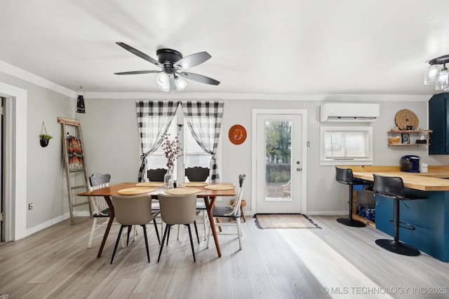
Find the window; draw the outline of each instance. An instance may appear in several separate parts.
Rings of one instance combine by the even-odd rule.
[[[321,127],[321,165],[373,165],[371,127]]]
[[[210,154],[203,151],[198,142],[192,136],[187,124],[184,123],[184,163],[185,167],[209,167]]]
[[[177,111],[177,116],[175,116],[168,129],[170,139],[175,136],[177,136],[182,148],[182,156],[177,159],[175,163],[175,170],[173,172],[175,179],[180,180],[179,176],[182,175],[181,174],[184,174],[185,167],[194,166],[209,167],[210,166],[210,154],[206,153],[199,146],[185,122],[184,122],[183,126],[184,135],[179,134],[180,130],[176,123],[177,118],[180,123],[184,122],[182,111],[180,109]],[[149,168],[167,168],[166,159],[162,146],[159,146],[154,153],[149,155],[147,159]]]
---
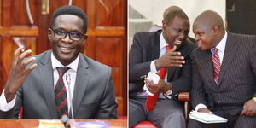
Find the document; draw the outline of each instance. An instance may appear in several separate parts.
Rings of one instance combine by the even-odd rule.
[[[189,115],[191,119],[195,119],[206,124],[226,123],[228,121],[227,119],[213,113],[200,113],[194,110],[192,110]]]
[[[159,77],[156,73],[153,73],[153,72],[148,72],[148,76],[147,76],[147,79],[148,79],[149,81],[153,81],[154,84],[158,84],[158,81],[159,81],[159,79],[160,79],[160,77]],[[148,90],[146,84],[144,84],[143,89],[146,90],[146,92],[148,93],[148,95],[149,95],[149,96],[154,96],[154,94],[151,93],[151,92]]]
...
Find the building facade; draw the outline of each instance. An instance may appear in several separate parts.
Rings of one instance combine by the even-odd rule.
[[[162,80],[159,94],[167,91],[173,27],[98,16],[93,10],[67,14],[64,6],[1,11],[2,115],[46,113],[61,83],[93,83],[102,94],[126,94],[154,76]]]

-- JOB --
Recast the portion of the listing above that begins with the line containing "Find the window;" and ends with the line containing "[[[321,127],[321,165],[373,165],[371,127]]]", both included, as a Markdown table with the columns Row and Text, numbering each line and omitting blank lines.

-- EXERCISE OUTPUT --
| Row | Text |
|---|---|
| 1 | Find the window; draw the outline of each instance. An instance may appear in several separate parts. |
| 2 | Rings of one instance combine by the even-odd rule. |
| 3 | [[[321,127],[321,165],[373,165],[371,127]]] |